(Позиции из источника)
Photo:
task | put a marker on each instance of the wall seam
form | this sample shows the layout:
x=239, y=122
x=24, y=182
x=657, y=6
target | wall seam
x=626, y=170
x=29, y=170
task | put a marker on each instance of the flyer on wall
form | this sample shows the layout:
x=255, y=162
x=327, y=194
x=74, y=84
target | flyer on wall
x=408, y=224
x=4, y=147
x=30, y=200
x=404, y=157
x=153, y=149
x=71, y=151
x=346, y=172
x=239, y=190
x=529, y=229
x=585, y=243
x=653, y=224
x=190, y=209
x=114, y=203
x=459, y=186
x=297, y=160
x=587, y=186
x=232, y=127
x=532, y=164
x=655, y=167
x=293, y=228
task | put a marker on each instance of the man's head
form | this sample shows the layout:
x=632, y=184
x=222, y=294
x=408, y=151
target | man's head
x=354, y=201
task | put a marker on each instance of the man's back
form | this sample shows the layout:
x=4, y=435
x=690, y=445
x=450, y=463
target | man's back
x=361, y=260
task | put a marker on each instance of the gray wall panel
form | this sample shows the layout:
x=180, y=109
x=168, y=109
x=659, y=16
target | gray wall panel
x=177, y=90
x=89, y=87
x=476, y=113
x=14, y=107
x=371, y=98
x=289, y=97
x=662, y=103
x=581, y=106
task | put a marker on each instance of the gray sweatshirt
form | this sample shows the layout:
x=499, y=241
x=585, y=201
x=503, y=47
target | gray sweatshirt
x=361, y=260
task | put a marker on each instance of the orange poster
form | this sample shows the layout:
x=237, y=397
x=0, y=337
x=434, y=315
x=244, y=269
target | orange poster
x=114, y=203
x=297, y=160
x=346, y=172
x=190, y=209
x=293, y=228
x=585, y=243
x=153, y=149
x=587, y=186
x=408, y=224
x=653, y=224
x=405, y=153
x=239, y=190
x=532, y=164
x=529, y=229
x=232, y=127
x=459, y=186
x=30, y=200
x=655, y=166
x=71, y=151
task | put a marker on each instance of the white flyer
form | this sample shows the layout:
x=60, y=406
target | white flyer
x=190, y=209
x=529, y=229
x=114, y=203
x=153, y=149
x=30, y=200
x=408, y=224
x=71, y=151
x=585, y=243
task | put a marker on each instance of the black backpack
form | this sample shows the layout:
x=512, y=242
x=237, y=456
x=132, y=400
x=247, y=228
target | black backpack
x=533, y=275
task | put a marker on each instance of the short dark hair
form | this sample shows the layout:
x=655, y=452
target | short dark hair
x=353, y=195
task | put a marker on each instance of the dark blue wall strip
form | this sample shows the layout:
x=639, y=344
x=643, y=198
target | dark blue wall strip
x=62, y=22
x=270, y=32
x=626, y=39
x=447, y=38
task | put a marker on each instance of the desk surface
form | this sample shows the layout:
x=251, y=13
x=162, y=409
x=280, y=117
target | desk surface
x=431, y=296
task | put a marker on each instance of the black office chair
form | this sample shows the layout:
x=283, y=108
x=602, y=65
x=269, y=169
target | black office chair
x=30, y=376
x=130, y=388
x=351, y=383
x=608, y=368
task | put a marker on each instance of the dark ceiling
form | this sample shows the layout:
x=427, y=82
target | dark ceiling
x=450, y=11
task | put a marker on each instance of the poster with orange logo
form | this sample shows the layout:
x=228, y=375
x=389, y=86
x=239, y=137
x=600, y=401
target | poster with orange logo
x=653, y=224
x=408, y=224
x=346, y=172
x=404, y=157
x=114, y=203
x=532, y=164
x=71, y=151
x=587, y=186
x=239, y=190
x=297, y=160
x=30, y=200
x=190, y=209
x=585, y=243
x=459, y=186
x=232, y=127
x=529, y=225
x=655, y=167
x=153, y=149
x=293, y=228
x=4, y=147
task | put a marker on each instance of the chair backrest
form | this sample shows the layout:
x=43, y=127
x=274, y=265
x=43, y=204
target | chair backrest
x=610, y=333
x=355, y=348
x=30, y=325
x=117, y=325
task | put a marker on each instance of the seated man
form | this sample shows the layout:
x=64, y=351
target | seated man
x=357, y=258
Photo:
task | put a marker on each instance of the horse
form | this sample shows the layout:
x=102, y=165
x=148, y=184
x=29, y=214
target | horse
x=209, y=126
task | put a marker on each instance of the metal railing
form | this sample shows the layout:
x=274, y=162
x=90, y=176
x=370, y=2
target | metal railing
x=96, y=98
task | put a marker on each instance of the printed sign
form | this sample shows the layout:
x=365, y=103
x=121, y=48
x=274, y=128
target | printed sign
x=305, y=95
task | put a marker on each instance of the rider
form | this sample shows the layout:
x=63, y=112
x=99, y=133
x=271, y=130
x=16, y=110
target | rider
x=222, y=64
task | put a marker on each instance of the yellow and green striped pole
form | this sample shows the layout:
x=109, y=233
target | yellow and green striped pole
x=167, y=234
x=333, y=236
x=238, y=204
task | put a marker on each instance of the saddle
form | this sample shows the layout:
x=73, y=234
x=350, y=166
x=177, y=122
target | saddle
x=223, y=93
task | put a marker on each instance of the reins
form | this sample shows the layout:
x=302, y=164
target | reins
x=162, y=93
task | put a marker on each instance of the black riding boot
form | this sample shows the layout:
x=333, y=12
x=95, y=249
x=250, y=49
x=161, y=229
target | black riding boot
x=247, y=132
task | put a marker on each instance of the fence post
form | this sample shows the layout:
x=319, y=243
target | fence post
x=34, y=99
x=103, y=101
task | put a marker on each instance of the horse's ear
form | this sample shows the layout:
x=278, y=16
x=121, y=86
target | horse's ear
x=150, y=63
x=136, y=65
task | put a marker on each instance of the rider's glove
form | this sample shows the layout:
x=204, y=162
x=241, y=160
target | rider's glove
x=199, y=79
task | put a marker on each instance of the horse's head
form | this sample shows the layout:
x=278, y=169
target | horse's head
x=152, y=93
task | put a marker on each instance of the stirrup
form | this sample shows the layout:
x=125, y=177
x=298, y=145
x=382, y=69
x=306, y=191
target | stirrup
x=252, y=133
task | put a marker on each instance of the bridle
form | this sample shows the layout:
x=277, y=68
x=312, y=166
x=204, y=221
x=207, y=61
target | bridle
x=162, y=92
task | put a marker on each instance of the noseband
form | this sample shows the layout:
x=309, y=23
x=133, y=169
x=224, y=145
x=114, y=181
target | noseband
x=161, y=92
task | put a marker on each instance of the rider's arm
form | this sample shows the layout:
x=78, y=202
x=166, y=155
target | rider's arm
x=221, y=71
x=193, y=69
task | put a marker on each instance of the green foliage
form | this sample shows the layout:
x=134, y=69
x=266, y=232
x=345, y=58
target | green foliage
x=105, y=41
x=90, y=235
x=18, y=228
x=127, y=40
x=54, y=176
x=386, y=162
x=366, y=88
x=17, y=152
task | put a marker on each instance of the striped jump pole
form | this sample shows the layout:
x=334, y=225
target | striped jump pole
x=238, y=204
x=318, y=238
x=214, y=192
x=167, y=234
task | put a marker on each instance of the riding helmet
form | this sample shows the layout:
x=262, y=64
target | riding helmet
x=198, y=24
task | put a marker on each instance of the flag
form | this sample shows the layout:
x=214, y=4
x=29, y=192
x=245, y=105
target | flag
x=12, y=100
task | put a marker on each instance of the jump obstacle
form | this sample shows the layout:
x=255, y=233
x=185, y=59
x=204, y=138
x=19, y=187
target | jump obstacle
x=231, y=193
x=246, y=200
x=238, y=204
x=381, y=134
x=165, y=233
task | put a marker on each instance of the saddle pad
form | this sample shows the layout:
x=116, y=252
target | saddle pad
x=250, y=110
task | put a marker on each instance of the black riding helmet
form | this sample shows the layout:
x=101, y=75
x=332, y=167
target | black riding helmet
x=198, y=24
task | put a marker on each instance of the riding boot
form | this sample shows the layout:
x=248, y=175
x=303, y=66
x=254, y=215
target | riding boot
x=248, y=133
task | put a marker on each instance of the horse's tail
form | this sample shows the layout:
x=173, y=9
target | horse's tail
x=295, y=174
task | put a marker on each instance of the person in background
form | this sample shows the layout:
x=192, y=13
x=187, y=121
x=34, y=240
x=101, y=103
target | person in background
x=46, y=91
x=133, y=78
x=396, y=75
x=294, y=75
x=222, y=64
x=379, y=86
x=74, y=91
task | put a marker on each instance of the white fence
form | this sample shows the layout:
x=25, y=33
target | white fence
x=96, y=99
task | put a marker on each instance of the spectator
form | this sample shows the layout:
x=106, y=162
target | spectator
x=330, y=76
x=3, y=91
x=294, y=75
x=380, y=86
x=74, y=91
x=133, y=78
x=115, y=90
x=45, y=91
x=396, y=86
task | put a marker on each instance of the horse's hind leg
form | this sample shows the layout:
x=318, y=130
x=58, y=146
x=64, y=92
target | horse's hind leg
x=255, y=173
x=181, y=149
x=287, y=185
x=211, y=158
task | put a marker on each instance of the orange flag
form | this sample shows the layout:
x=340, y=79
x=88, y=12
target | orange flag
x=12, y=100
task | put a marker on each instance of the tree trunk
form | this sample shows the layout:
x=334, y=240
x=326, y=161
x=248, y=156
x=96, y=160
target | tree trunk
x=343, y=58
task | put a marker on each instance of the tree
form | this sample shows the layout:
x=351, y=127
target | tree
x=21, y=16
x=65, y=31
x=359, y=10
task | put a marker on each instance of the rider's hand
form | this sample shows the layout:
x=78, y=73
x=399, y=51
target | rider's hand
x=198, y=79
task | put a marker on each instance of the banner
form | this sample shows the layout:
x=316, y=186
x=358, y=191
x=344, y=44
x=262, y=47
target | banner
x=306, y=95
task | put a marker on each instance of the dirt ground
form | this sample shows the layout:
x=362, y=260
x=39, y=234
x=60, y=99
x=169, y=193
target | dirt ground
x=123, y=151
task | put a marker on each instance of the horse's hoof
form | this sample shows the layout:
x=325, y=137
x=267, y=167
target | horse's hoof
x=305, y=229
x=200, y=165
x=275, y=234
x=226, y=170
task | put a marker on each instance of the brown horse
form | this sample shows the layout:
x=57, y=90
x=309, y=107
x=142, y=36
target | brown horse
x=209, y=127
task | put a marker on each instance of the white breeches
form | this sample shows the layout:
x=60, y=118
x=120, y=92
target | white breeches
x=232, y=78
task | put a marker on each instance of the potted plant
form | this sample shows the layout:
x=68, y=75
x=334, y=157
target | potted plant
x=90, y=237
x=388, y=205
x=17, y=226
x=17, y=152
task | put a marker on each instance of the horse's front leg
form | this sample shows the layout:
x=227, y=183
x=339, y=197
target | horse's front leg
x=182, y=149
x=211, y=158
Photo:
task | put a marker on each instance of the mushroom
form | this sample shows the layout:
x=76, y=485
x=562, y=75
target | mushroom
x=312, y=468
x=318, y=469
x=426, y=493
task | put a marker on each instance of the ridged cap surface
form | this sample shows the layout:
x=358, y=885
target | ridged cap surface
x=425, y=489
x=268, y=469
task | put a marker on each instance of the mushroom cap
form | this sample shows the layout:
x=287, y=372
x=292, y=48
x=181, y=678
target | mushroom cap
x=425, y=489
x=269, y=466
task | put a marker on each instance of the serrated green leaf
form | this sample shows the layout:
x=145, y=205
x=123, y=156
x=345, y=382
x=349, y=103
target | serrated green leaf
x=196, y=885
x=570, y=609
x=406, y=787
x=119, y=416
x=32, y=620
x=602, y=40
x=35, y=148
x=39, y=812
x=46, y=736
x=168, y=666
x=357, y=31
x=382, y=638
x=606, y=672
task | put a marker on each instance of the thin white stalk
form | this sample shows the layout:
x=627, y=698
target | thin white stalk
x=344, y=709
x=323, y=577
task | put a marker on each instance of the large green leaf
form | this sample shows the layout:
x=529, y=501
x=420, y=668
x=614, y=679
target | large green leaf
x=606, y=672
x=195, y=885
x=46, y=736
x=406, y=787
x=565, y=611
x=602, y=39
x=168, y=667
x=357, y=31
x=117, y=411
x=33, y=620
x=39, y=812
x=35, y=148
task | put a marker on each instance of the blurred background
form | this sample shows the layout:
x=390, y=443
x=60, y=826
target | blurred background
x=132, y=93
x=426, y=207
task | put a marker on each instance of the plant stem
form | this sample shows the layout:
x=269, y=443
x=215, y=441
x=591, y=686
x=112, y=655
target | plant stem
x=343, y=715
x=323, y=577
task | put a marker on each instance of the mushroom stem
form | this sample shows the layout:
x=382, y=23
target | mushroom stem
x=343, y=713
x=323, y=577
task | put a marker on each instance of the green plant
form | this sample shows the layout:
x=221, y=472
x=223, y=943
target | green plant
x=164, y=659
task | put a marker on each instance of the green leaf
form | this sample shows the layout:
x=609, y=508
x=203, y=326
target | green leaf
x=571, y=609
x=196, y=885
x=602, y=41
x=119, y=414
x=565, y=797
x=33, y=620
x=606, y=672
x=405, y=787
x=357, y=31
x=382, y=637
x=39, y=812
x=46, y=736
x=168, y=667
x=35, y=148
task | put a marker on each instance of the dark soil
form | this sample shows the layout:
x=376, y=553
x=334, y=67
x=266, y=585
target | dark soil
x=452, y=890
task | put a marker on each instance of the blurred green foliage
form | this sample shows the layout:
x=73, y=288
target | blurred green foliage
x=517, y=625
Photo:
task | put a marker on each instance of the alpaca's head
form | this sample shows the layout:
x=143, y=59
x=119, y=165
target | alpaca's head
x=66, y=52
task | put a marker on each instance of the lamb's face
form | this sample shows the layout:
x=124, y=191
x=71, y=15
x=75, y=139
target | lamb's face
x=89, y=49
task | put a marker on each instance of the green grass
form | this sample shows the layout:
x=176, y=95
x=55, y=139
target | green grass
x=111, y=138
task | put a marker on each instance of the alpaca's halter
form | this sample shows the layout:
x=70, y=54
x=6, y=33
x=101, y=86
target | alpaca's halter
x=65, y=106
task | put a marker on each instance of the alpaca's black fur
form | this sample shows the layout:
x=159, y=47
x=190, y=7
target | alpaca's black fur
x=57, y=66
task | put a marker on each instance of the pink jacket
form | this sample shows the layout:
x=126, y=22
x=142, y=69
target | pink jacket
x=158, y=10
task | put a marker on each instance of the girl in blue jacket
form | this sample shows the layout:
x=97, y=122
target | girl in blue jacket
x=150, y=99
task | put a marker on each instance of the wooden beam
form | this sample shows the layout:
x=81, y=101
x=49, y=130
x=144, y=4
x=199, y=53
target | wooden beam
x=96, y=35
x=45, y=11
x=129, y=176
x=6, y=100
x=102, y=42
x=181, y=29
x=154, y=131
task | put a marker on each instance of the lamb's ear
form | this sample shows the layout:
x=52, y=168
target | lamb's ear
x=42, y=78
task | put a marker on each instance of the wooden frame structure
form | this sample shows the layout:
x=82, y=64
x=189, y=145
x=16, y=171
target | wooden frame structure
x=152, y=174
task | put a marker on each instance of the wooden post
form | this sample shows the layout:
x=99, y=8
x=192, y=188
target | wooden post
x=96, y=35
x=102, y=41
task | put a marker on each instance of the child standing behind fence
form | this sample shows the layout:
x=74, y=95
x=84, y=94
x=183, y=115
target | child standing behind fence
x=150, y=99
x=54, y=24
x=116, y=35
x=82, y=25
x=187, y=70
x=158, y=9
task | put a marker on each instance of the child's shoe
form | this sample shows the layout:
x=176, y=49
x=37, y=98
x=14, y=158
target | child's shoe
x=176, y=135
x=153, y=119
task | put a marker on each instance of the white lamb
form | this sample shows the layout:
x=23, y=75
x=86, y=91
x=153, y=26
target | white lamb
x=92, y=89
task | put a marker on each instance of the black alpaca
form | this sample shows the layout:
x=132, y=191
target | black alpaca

■ **ЧТО НУЖНО СДЕЛАТЬ**:
Выведите без изменений строки от строки с «task | put a marker on each instance of the jump» до строки с «x=198, y=79», обе включительно.

■ **РЕШЕНИЕ ЗАДАЧИ**:
task | put a marker on each instance of the jump obstacle
form | this sample shows the layout:
x=255, y=233
x=185, y=59
x=204, y=138
x=19, y=187
target | jump obstacle
x=231, y=193
x=246, y=200
x=238, y=204
x=381, y=134
x=165, y=233
task | put a marker on each instance of the saddle pad
form | this sample shows the layout:
x=116, y=252
target | saddle pad
x=250, y=110
task | put a marker on each instance of the black riding helmet
form | this sample shows the layout:
x=101, y=75
x=332, y=167
target | black riding helmet
x=198, y=24
task | put a marker on each instance of the riding boot
form | this sample shows the layout:
x=248, y=175
x=303, y=66
x=254, y=215
target | riding boot
x=248, y=133
task | put a marker on each instance of the horse's tail
form | this sample shows the layout:
x=173, y=9
target | horse's tail
x=295, y=174
task | put a marker on each instance of the person in background
form | this sample shows the layout:
x=192, y=13
x=187, y=121
x=34, y=240
x=101, y=103
target | person in background
x=46, y=91
x=133, y=78
x=396, y=75
x=294, y=75
x=222, y=64
x=379, y=86
x=74, y=91
task | put a marker on each instance of the white fence
form | this sample shows the layout:
x=25, y=33
target | white fence
x=96, y=99
task | put a marker on each instance of the spectator
form | this sample shows the layout:
x=106, y=162
target | spectator
x=330, y=76
x=3, y=91
x=294, y=75
x=380, y=86
x=74, y=91
x=133, y=78
x=115, y=90
x=45, y=91
x=396, y=86
task | put a marker on each instance of the horse's hind leg
form | this sample shows the layout:
x=318, y=130
x=58, y=146
x=64, y=92
target | horse's hind leg
x=255, y=173
x=181, y=149
x=287, y=185
x=211, y=158
task | put a marker on each instance of the orange flag
form | this sample shows the layout:
x=340, y=79
x=88, y=12
target | orange flag
x=12, y=100
task | put a marker on each instance of the tree trunk
form | this sample shows the layout:
x=334, y=240
x=326, y=161
x=248, y=156
x=96, y=160
target | tree trunk
x=343, y=58
task | put a marker on each instance of the tree
form | this sample shows the layout:
x=351, y=127
target | tree
x=21, y=16
x=65, y=31
x=359, y=10
task | put a marker on each instance of the rider's hand
form | this sample shows the layout:
x=78, y=73
x=399, y=51
target | rider's hand
x=198, y=79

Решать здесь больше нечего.